*Problem requirements:*
What you return should match every record exactly, with the images removed.

── Task input ──

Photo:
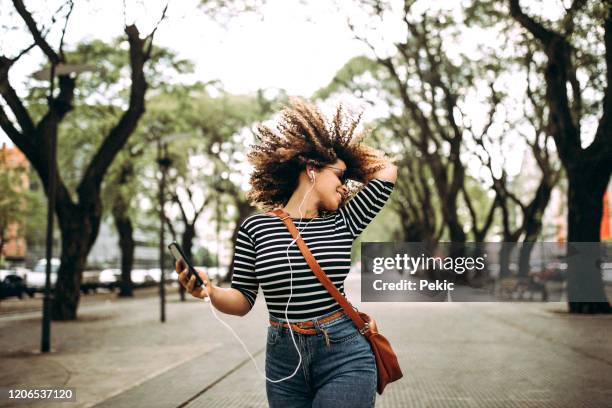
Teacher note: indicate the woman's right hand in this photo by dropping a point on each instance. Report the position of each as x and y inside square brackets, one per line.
[189, 284]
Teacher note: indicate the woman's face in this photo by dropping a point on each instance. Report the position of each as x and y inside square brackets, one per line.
[331, 191]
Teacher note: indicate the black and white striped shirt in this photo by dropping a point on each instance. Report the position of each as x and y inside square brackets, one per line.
[260, 256]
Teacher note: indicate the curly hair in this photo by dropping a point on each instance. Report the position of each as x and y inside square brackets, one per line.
[304, 136]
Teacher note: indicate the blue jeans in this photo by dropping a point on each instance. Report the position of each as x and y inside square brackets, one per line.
[337, 372]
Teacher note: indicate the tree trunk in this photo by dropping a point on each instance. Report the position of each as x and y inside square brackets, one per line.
[585, 288]
[79, 225]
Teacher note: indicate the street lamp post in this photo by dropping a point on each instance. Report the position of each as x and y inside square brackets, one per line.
[164, 162]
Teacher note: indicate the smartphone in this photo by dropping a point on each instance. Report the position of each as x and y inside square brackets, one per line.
[179, 255]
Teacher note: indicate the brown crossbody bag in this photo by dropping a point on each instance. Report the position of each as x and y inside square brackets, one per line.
[386, 361]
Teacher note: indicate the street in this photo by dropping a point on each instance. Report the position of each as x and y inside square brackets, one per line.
[118, 354]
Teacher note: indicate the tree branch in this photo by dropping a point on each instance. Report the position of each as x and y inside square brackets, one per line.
[36, 34]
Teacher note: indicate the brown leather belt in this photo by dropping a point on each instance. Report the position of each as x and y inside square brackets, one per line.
[303, 327]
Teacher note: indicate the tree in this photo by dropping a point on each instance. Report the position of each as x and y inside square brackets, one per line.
[587, 168]
[79, 219]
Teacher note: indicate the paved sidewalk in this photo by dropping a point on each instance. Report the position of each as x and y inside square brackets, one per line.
[118, 354]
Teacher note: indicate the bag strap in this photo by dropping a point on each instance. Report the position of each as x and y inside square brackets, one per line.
[323, 278]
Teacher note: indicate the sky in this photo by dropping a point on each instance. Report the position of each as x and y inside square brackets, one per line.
[286, 45]
[295, 45]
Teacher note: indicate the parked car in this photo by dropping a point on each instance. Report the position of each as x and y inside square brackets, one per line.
[155, 274]
[36, 278]
[14, 285]
[90, 280]
[110, 278]
[141, 277]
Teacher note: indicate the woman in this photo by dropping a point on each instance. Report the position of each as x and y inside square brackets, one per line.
[314, 355]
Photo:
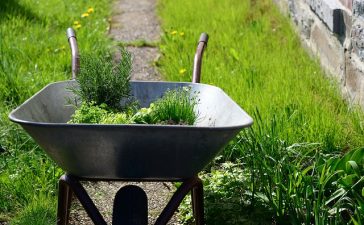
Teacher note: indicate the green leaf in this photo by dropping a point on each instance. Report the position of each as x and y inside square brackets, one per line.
[338, 193]
[234, 54]
[354, 166]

───

*Task output:*
Photo:
Teacher note: indicate the woman's right hand in this photo by dropping a point on each instance. Report the position of each as x and y inside square brackets, one per line.
[189, 284]
Teacher note: indicate the woman's face in this photo by dropping a point on each instance. Report the position of each as x and y inside square brackets, one per line.
[331, 191]
Teacher note: indicate the black and white striped shirt in this photo by dropping a point on each instance. Report the position of each as x and y inside square brackets, one per line.
[260, 256]
Teacher note: indicate the curly hair in this photo by dropping a point on each instance. Report the position of each as x and y inside square brackets, one per line.
[304, 136]
Teacher note: indicate the blue jeans in this photo by dropping a point on each instance. Report the position of each as x and y inside square brackets, one per line.
[337, 372]
Teacher note: indicate the tree trunk in this photo by dropping a point on each instance. Report the position of each as x and y inside square brackets, one per line.
[585, 288]
[79, 225]
Teacher note: indicate the street lamp post in this photo by dropping a point on each instance. Report the position of each as x and y inside square brackets, one per line.
[164, 162]
Teacher note: indicate the smartphone in this photo by dropping a point on each instance. Report the position of each as x and y inside square brackets, one per line.
[179, 255]
Teacher note: indicate the brown crossbody bag in this photo by dropping a point on each instance. Report the position of each as x and y inside square brackets, one per line.
[386, 361]
Teacher note: indicate the street in this photo by dropping a point on each instance. Report the position of each as x and y inside square brackets, one per line.
[118, 354]
Teacher note: indicate the tree branch in this photo by dropping a point on each instance. Report the position of each as x and y inside square brackets, one per line.
[36, 34]
Teacher note: indicate the brown leather belt in this photo by dropping a point on each instance. Report the position of each as x and y inside square brackets, one per line.
[303, 327]
Teacher note: indicate the tree in this photo by dropping a point on each instance. Report the position of each as x and y inside square brackets, one per line.
[587, 168]
[79, 219]
Teacher note: indicate the paved sidewalk in this photo by dropping a point on each instance. Report the position of each as x and y inside square brackets, one per line.
[118, 354]
Teacher note: indicate the bag strap in this photo by dropping a point on each instance. Report the position of each as x and y inside square brackets, one per line.
[323, 278]
Teacher note: indicate the sky in this photo by dropping a point on each instance. Report the position of each as x and y inside square brackets, one per line.
[286, 45]
[295, 45]
Teacher note: indicate the parked car in this photo by dropping a point on each instance. Report the position of each as x and y inside square brackets, one per line.
[155, 274]
[36, 278]
[14, 285]
[90, 280]
[110, 278]
[141, 277]
Teacher note: indicate the woman in this photo by dropping a point on each instance. Report the position of each as x and y inside square brackets, one per line.
[314, 355]
Photo:
Teacher note: indicate the green leaf in this photo by dropping a point on each instance. Report the position of each as x and y inside square brackets, one per line.
[338, 193]
[234, 54]
[354, 166]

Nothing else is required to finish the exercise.